======== Supplied entries ========
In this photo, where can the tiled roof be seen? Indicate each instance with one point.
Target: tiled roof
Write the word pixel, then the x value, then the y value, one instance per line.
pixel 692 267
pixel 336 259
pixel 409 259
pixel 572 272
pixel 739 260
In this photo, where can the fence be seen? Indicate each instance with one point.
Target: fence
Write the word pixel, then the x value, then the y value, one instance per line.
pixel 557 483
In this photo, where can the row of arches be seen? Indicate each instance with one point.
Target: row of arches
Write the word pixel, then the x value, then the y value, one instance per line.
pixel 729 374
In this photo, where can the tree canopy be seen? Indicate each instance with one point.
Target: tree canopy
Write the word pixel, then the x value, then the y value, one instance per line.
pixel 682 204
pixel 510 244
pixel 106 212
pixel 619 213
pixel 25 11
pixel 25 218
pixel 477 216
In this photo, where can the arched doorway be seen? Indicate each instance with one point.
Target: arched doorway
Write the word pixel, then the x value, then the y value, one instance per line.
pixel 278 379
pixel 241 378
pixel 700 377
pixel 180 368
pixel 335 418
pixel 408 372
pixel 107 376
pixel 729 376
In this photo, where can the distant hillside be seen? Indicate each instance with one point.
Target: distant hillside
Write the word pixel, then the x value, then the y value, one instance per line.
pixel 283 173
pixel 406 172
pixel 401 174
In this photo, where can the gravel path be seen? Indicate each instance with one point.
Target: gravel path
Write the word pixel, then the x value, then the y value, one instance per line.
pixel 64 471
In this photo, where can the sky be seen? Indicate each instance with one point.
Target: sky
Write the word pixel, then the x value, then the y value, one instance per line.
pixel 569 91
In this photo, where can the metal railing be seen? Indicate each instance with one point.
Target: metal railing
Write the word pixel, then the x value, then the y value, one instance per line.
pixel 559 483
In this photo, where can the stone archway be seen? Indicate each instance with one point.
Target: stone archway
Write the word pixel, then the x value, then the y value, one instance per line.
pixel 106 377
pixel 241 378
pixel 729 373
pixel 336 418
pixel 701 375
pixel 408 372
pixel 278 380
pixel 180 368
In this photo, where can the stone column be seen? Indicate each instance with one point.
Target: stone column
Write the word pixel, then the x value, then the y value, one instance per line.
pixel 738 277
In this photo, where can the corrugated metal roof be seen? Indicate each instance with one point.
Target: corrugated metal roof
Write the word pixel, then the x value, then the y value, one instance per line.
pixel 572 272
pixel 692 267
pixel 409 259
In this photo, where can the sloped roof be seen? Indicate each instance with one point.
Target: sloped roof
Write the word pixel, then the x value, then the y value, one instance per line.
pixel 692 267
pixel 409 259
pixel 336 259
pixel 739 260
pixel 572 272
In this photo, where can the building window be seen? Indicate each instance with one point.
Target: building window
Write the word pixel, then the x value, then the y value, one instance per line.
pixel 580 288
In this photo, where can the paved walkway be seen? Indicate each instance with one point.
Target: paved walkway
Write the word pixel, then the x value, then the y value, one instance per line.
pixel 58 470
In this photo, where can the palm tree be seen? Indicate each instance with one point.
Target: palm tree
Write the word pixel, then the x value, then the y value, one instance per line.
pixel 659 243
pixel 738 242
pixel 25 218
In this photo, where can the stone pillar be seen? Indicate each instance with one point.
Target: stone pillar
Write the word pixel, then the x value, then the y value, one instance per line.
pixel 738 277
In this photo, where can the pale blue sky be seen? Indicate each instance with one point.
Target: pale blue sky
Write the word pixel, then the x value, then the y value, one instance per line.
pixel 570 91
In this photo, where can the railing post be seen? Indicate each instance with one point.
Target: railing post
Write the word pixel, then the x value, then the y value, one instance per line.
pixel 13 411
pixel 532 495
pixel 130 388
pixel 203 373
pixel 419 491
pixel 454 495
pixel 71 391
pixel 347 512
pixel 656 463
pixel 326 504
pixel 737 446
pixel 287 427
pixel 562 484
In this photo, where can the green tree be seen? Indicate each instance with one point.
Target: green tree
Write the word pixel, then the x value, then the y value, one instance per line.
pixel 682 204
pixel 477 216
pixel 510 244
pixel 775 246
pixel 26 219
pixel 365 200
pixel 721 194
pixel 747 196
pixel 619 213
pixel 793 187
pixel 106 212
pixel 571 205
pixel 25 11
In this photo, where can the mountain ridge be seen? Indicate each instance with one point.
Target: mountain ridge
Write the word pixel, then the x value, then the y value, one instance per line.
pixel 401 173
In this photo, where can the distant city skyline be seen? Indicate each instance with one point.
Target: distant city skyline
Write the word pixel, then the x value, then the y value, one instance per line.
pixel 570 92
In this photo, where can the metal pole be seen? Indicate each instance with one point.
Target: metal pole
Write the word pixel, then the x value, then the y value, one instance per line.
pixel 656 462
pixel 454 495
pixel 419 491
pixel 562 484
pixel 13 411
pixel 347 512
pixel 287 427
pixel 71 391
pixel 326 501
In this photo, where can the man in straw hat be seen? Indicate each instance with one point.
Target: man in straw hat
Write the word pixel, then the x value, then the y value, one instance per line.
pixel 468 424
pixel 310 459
========
> [What is expected]:
Copy every record above exactly as it appears.

> [Task output]:
In this photo, where can the tiled roof be seen? Indicate each instance with one point.
Target: tiled roof
Write the word pixel, then the x value, then the y value, one instance per line.
pixel 692 267
pixel 336 259
pixel 409 259
pixel 572 272
pixel 739 260
In this photo, where can the fence be seen? Indicate each instance with one point.
Target: fence
Write the word pixel, then the x value, then the y value, one instance per line.
pixel 557 483
In this photo, where can the row of arches be seen? Indicate each instance with one point.
Target: row of arches
Write the word pixel, then the x value, then the y value, one instance per line.
pixel 729 374
In this photo, where can the tree canopy be seen? Indicate each instance with one point.
Target: tree canopy
Write the word pixel, then the x value, then the y value, one instance per line.
pixel 682 204
pixel 510 244
pixel 106 212
pixel 619 213
pixel 25 11
pixel 25 218
pixel 477 216
In this photo, where can the arched doorway be seen? Indicate each instance with one point.
Target: arched doorway
Write the word pixel, then the x value, then the y value, one instance per line.
pixel 278 379
pixel 241 378
pixel 700 377
pixel 180 368
pixel 335 418
pixel 408 372
pixel 107 376
pixel 729 376
In this photo, where can the distant hillside be seen? Indicate each instance with one point.
Target: distant hillside
Write the word pixel, then the x value, then the y value, one instance per line.
pixel 283 173
pixel 406 172
pixel 401 174
In this photo, where can the gravel path be seen? Indicate each instance with one point.
Target: gravel path
Write the word pixel, then the x value, then the y value, one instance per line.
pixel 64 471
In this photo, where can the sky be seen? Indicate each instance with one point.
Target: sky
Write the word pixel, then the x value, then the y value, one instance per line.
pixel 569 91
In this photo, where can the metal railing be seen? Indicate each instance with one point.
Target: metal railing
Write the word pixel, then the x value, then the y value, one instance per line.
pixel 559 483
In this photo, where can the stone archway be seen? Indicate each instance with one point.
Target: stone archway
Write the word pixel, then the x value, then the y value, one instance per line.
pixel 106 377
pixel 241 378
pixel 729 373
pixel 336 418
pixel 701 375
pixel 408 372
pixel 278 380
pixel 180 368
In this photo, where can the stone column be seen? Indicate each instance with one point.
Target: stone column
Write the word pixel, then the x value, then the y value, one instance per line.
pixel 738 277
In this photo, where can the corrugated metal roof be seen? Indicate each instance with one point.
Target: corrugated metal roof
Write the word pixel, then the x value, then the y value, one instance per line.
pixel 572 272
pixel 692 267
pixel 409 259
In this photo, where can the sloped roof be seen? Indicate each instance with one point.
Target: sloped roof
Write the word pixel, then the x value, then the y value, one instance per line.
pixel 692 267
pixel 409 259
pixel 336 259
pixel 739 260
pixel 572 272
In this photo, where can the building window be seen? Indicate each instance with one point.
Target: building window
Write the word pixel, then the x value, then the y value, one instance per line.
pixel 580 288
In this photo, where can the paved walkway be seen? Indicate each instance with one point.
Target: paved walkway
Write the word pixel, then the x value, then the y value, one instance per line.
pixel 58 470
In this photo, where can the palm tree be seen? Indicate each instance with one point.
Target: palm tree
Write the word pixel, then the x value, then the y value, one instance per line.
pixel 659 243
pixel 738 242
pixel 25 218
In this photo, where can the stone pillar be seen? Indicate each instance with one point.
Target: stone pillar
Write the word pixel, then the x value, then the y value, one instance per line.
pixel 738 277
In this photo, where can the pale blue sky be seen? Indicate each instance with one point.
Target: pale blue sky
Write the word pixel, then the x value, then the y value, one instance per line.
pixel 570 91
In this photo, where can the railing post be seen? Indicate each instance with one point.
Target: railing post
Write the word pixel, then the x value, then the y value, one instance per line.
pixel 13 411
pixel 532 495
pixel 130 388
pixel 203 373
pixel 419 491
pixel 454 495
pixel 71 391
pixel 347 512
pixel 656 463
pixel 326 504
pixel 737 446
pixel 287 427
pixel 562 484
In this photo, where can the green tree be seen? Indicate each instance with one point.
Target: green tree
Write the word pixel, then the x value, then the y value, one instance per line.
pixel 682 204
pixel 477 216
pixel 510 244
pixel 775 246
pixel 26 219
pixel 365 200
pixel 721 194
pixel 747 196
pixel 619 213
pixel 793 187
pixel 106 212
pixel 571 205
pixel 25 11
In this photo, where can the mountain ridge be seen? Indicate each instance with one point.
Target: mountain ridge
Write the word pixel, then the x value, then the y value, one instance per line.
pixel 401 173
In this photo, where can the distant city skyline be seen? Indicate each instance with one point.
Target: distant city skyline
Write the word pixel, then the x value, then the y value, one instance per line.
pixel 570 92
In this photo, where can the metal pole be seen? Indicate each instance with one point.
Target: metal pole
Write the word pixel, then the x value, then the y value, one instance per line.
pixel 656 462
pixel 454 495
pixel 419 491
pixel 562 484
pixel 13 411
pixel 347 512
pixel 287 427
pixel 71 391
pixel 326 501
In this photo, where can the man in straw hat be seen? Indicate each instance with one point.
Target: man in straw hat
Write the word pixel, then the x value, then the y value, one instance per line.
pixel 468 424
pixel 310 459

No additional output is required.